── Provided records

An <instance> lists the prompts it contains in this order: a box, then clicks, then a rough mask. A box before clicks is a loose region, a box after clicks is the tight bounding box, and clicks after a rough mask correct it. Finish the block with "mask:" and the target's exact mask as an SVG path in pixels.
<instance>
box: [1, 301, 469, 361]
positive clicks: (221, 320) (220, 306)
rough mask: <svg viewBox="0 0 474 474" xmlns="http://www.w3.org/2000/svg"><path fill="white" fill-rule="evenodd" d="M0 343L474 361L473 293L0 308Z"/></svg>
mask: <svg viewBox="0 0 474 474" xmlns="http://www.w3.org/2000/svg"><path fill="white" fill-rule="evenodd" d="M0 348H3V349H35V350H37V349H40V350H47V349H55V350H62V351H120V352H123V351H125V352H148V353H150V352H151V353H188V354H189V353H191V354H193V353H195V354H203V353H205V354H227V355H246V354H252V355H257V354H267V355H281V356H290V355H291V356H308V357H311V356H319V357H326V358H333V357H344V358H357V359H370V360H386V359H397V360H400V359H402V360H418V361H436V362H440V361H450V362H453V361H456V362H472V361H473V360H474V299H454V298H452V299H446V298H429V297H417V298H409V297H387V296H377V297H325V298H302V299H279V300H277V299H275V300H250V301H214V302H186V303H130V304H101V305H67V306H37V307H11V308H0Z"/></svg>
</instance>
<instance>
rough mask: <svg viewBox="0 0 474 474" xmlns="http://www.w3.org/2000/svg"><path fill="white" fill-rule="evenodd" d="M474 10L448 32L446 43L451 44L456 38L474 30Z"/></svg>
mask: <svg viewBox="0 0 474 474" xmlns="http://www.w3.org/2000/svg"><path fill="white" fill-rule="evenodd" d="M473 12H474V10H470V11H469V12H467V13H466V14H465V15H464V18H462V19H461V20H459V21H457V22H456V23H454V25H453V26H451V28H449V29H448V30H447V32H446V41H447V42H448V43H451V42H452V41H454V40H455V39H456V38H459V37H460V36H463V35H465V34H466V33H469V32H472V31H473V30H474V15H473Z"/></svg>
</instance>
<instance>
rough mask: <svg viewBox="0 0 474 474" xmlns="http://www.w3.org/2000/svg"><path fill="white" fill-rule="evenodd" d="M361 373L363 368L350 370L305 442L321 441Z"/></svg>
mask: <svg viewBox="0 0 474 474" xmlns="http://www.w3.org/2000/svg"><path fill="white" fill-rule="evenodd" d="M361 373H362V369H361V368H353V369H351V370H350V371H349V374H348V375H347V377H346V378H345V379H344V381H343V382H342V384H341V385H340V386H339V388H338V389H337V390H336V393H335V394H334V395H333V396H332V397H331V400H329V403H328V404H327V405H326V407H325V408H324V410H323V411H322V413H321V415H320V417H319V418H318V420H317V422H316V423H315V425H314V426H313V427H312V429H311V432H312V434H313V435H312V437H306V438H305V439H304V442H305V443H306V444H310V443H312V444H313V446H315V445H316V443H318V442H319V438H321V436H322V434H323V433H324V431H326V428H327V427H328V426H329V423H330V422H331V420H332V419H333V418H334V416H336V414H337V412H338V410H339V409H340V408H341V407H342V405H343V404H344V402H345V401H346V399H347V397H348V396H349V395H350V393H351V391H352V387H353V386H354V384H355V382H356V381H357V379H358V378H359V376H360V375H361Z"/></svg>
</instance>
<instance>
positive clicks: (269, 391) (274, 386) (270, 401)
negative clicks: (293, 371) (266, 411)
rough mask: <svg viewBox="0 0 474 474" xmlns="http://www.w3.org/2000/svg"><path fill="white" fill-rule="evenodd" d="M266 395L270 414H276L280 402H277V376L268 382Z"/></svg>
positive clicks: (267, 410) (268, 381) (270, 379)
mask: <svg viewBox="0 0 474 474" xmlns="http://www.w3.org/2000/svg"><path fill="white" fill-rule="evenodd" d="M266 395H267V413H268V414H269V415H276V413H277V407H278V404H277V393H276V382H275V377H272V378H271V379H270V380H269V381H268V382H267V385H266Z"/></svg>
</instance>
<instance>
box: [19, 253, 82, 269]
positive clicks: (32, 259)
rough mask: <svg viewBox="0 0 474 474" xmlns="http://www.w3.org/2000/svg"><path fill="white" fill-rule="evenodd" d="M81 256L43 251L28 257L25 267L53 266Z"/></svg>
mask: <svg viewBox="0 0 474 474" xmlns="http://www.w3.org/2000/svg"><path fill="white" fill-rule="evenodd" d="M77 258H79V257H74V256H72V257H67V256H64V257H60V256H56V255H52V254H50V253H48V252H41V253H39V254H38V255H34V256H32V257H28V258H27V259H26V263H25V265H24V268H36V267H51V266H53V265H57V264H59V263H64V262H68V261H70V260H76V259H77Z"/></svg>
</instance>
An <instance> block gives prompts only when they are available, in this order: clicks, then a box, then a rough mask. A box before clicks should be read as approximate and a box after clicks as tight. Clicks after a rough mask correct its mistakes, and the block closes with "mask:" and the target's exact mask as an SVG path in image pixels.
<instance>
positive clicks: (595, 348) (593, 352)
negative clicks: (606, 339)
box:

────

§ Work order: Reproduce the listing above exactly, but only from its first line through the line holding "positive clicks: (221, 320) (220, 306)"; both of those lines are included.

§ Exercise answer:
An <instance> lists the prompts it contains in this order: a box, then clicks, then a rough mask. A box before clicks is a loose region, a box after clicks is the tight bounding box, and clicks after a rough mask correct it. Finish the block with "mask:" and the target's exact mask as an SVG path in pixels.
<instance>
box: [1, 301, 469, 361]
positive clicks: (221, 320) (220, 306)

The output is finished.